• WHAT THIS TASK INVOLVES:
Put every line of the entries below into a JSON list of strings, one string per line, leaving out any blank lines.
* * * * *
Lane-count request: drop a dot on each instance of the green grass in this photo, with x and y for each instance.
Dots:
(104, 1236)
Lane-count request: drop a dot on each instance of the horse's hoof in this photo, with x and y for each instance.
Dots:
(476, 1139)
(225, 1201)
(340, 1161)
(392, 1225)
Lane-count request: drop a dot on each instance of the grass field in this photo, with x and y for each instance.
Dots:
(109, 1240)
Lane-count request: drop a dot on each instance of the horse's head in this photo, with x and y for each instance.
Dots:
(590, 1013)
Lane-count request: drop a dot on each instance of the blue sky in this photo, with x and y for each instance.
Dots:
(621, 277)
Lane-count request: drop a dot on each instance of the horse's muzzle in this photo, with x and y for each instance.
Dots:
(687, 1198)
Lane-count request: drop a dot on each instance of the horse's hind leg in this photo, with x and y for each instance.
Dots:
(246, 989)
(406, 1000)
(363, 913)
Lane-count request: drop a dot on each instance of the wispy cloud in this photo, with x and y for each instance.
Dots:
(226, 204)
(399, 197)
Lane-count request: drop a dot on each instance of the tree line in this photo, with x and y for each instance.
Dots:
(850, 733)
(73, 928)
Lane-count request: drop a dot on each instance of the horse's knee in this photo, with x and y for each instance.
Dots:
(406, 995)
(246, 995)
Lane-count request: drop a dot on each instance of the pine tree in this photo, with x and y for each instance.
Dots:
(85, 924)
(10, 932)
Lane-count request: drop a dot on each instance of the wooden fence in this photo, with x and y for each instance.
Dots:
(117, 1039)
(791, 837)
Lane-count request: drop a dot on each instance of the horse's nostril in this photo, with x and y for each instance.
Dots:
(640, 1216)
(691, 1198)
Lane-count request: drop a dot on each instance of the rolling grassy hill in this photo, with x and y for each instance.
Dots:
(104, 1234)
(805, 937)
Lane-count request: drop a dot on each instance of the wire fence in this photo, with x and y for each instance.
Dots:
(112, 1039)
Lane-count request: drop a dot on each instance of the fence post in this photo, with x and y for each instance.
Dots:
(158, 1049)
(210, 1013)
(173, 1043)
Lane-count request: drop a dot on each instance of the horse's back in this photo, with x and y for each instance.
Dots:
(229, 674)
* * * * *
• EXERCISE RESULT:
[
  "Lane-count request: drop a dot on each instance of the green grass in this photo, with x and y for each instance.",
  "Dots:",
  "(104, 1236)",
  "Lane-count request: drop a dot on each instance of the horse's hoof in this photo, with x and y for each instance.",
  "Dots:",
  "(476, 1139)",
  "(225, 1201)",
  "(340, 1161)",
  "(392, 1225)",
  "Lane-count request: drop a dot on each instance of the grass field in this photo, with x and y for each instance.",
  "Dots:",
  "(109, 1240)",
  "Lane-count request: drop a dot on each instance of the horse's head in this photo, with x and y for each instance.",
  "Dots:",
  "(590, 1013)",
  "Lane-count request: drop a dot on each instance of the blue sky in this photo, with x and y for each instance.",
  "Dots:",
  "(621, 277)",
  "Lane-count request: drop a dot on each instance of the horse's muzzle in this photo, with x and y for each instance.",
  "Dots:",
  "(687, 1198)",
  "Lane-count request: drop a dot on each instance of the horse's hind leg in this photo, with x and y for each instance.",
  "Dots:",
  "(246, 989)",
  "(406, 1000)",
  "(363, 913)",
  "Lane-count request: drop a dot on each instance of the wispy cloud in this photo, with x and y for each instance.",
  "Dots:",
  "(226, 204)",
  "(399, 197)",
  "Lane-count request: drop a dot on each instance of the tree line in this photo, with x and y for each instance.",
  "Dots:",
  "(850, 733)",
  "(73, 928)",
  "Lane-count request: drop a dot on each instance of the horse's knee in this photo, with x and y for each instance.",
  "Dots:",
  "(406, 995)",
  "(246, 995)",
  "Lane-count request: drop a dot on each instance of the pine tree in this photo, with x and y for each instance.",
  "Dots:",
  "(85, 924)",
  "(10, 932)",
  "Lane-count request: drop a dot on each instance of the wooden fence in this photo, with x and y for each instance.",
  "Dots:",
  "(117, 1039)",
  "(791, 837)",
  "Lane-count request: drop a dot on each instance of the horse's nostril in this photo, with x and y for each instance.",
  "Dots:",
  "(640, 1216)",
  "(691, 1198)",
  "Lane-count request: drop a dot on each instance of the rolling grassy hill in this photo, with x and y for each instance.",
  "Dots:",
  "(104, 1234)",
  "(805, 937)",
  "Lane-count request: drop a dot on each instance of the wire fence in this photo, with x and y for each instance.",
  "Dots:",
  "(112, 1039)",
  "Lane-count request: drop a dot on each instance of the fence post in this photo, with x and y for each instance.",
  "Dots:",
  "(158, 1049)",
  "(210, 1013)",
  "(173, 1043)",
  "Lane-count request: drop a dot on each instance of the horse's back in this photo, with x and y for each instance.",
  "Dots:",
  "(229, 674)"
]